Passo citato:
═══
Noi indubbiamente già possediamo in anticipo la gloria, giacché la grazia non è nient'altro che questo; tuttavia non la possediamo ancora nella sua totalità, la viviamo sotto il regime della speranza.

In una maniera profondamente biblica, è in relazione allo Spirito Santo che troviamo la spiegazione più chiara: « Noi siamo in Cristo in un duplice modo: mediante la grazia e mediante la gloria.

Mediante la grazia, perché siamo unti dalla grazia dello Spirito Santo e uniti a Cristo diventando sue membra …

L'unione mediante la gloria, non la possediamo ancora nella sua realtà ( in re ), ma la possediamo tramite una speranza certa, poiché abbiamo la salda speranza della vita eterna.

In questa speranza, abbiamo una duplice certezza di giungere a tale unione: una, in quanto ne abbiamo un segno, l'altra, perché ne abbiamo un pegno.

Il segno è evidente, dato che si tratta di quello della fede ( il battesimo che ci configura a Cristo ) …

Essere configurato a Cristo è un segno speciale sicuro della vita eterna.

Quanto al pegno, è il maggiore, in quanto si tratta dello Spirito Santo; perciò Paolo afferma: "Ha messo nei nostri cuori la caparra dello Spirito".

Questo, è certo, nessuno può ottenerlo con le sue proprie forze.

Riguardo però ad un pegno ( o caparra ) bisogna considerare due cose: la prima, è che esso rappresenti una speranza di ottenere la realtà di cui è un anticipo; la seconda, che valga almeno quanto la realtà, se non di più della realtà stessa.
═══
Domande sul materiale:
A - Riassumi in due frasi il passo su grazia e gloria.
B - Scrivi il seguito del passo su grazia e gloria, partendo dopo la sua ultima frase.
═══
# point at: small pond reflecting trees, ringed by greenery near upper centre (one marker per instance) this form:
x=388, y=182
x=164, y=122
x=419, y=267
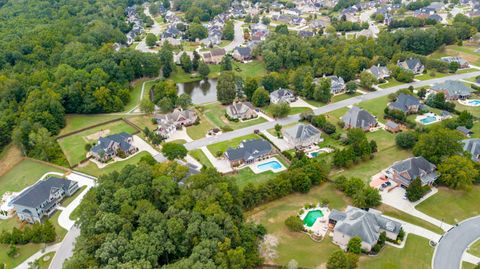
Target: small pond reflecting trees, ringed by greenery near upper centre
x=203, y=91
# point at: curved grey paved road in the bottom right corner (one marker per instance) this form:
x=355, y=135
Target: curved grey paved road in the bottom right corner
x=448, y=253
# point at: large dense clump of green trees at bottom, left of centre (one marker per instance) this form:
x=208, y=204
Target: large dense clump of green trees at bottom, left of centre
x=142, y=217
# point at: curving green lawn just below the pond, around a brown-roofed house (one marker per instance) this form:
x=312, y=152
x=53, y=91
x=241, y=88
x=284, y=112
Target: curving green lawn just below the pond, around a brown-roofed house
x=216, y=114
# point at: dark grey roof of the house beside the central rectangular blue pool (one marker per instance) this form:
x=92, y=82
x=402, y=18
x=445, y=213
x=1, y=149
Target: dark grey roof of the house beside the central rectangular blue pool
x=249, y=150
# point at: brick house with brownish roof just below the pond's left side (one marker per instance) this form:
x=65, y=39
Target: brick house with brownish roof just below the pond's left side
x=169, y=123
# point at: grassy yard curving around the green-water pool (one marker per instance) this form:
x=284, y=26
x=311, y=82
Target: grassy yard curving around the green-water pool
x=296, y=245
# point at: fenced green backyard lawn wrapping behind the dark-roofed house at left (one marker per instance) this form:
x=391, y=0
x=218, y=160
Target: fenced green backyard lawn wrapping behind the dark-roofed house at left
x=74, y=146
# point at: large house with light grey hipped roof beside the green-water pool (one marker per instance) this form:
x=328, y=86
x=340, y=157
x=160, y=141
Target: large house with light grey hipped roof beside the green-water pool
x=368, y=225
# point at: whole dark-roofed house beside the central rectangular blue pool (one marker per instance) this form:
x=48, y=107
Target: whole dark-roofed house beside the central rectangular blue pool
x=248, y=152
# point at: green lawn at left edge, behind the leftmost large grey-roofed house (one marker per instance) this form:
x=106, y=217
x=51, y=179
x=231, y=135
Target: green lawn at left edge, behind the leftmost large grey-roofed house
x=23, y=175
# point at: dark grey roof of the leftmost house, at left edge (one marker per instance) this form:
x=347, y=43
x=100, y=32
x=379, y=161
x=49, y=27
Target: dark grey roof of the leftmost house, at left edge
x=40, y=192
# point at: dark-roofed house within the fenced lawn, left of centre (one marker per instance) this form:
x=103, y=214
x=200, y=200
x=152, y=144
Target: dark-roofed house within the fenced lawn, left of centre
x=110, y=146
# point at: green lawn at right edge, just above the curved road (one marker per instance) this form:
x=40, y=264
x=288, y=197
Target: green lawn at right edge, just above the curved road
x=452, y=206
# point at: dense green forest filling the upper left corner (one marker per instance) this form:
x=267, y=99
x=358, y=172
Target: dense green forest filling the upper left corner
x=57, y=58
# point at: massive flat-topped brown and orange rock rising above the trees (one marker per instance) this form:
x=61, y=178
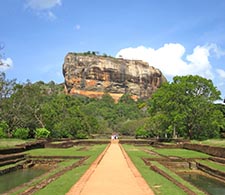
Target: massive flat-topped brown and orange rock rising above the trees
x=92, y=76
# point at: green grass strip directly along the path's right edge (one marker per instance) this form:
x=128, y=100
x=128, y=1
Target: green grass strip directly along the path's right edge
x=159, y=184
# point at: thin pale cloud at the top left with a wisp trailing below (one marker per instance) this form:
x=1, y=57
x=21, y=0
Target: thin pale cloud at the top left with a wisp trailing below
x=43, y=7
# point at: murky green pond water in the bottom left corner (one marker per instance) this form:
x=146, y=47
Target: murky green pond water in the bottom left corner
x=13, y=179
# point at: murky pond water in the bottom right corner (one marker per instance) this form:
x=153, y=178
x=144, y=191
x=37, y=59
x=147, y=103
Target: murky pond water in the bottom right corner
x=208, y=184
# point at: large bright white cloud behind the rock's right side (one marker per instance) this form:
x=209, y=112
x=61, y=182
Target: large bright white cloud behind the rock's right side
x=172, y=60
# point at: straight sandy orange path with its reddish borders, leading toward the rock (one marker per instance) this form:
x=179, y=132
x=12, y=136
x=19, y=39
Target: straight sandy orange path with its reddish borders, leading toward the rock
x=111, y=173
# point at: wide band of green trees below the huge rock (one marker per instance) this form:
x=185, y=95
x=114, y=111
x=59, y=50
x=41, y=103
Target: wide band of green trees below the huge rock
x=182, y=108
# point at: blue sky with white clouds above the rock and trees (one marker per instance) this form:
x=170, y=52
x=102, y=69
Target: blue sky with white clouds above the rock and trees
x=178, y=37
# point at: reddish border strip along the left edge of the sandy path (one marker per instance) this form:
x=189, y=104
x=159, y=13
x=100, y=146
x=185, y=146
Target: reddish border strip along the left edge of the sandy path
x=78, y=187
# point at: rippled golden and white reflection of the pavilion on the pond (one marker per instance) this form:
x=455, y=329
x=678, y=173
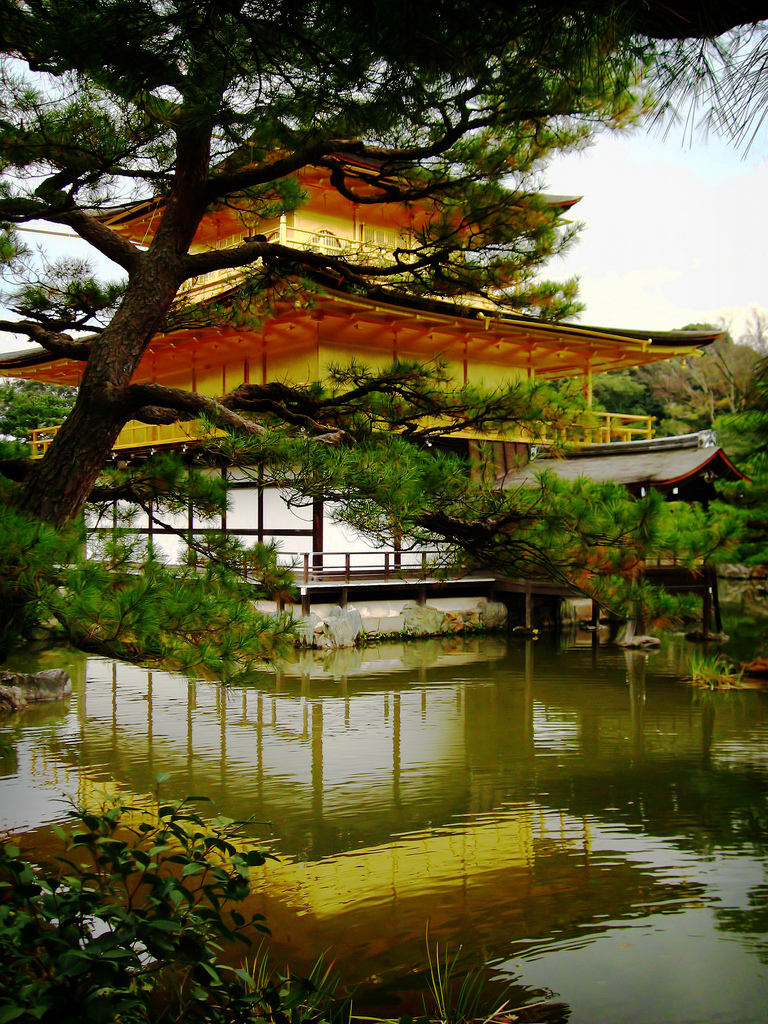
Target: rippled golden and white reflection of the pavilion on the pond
x=386, y=801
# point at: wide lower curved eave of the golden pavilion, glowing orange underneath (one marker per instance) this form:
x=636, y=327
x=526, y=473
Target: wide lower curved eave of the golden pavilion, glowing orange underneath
x=397, y=327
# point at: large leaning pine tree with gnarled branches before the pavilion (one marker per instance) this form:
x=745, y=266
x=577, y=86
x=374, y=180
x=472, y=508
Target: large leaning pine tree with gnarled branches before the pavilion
x=192, y=105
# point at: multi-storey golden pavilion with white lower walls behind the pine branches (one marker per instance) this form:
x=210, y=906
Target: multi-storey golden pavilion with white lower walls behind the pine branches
x=300, y=340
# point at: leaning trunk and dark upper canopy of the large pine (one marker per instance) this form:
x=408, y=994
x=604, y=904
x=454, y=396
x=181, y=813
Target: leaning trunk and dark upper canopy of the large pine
x=194, y=105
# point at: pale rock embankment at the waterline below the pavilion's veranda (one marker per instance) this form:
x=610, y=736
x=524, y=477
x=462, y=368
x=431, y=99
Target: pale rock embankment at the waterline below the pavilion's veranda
x=348, y=627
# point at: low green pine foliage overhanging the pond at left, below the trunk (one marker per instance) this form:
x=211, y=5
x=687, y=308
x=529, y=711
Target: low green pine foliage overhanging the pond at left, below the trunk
x=123, y=603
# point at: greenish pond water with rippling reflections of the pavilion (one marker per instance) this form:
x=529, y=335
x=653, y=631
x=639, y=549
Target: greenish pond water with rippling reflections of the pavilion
x=579, y=819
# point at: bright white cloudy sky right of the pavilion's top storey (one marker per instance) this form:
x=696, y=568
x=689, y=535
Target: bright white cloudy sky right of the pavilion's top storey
x=676, y=231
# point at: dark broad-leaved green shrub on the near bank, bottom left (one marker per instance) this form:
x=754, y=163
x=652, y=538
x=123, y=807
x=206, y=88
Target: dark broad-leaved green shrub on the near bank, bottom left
x=129, y=925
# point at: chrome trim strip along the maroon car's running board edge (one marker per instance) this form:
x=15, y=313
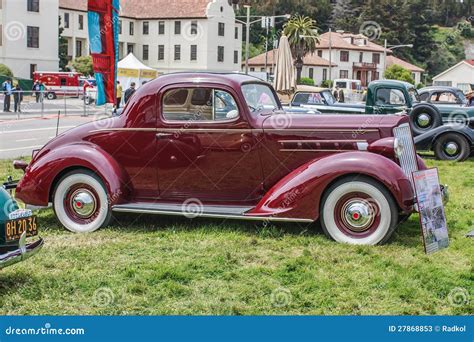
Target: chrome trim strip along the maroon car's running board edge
x=232, y=217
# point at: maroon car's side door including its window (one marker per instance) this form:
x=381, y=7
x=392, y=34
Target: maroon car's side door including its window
═══
Elenco delle risposte:
A - La grazia è già un possesso anticipato della gloria, ma l'unione con Cristo mediante la gloria non la possediamo ancora nella sua realtà: la possediamo tramite la speranza certa della vita eterna. Questa speranza poggia su un segno, la fede con il battesimo che ci configura a Cristo, e su un pegno, lo Spirito Santo, che secondo Paolo è la caparra messa nei nostri cuori.

B -
Queste due caratteristiche si ritrovano nello Spirito Santo.

Se in effetti consideriamo lo Spirito Santo nella sua realtà ( substantiam Spiritus Sancti ), è evidente che vale quanto la vita eterna, che non è altro che Dio stesso in quanto coincide con le tre Persone.

Se però consideriamo il modo in cui lo possediamo, allora il pegno produce la speranza e non il possesso della vita eterna, perché in questa vita non lo possediamo in maniera perfetta.

E così non saremo perfettamente beati se non quando lo possederemo perfettamente nella patria, Ef 1,13: « Siete stati segnati dal sigillo dello Spirito della Promessa che costituisce la caparra della nostra eredità ».511

Segnata allora dall'attesa del compimento futuro in un possesso iniziale, la speranza - e non soltanto essa, ma la vita cristiana tutt'intera512 è quindi collocata sotto il segno escatologico del già e del non ancora nel suo fulcro stesso, caratterizzato dalla condivisione della beatitudine divina.

Non abbiamo qui che l'imbarazzo della scelta, giacché Tommaso ha molto spesso parlato della beatitudine, che ha al centro la visione di Dio, come fine ultimo della vita cristiana.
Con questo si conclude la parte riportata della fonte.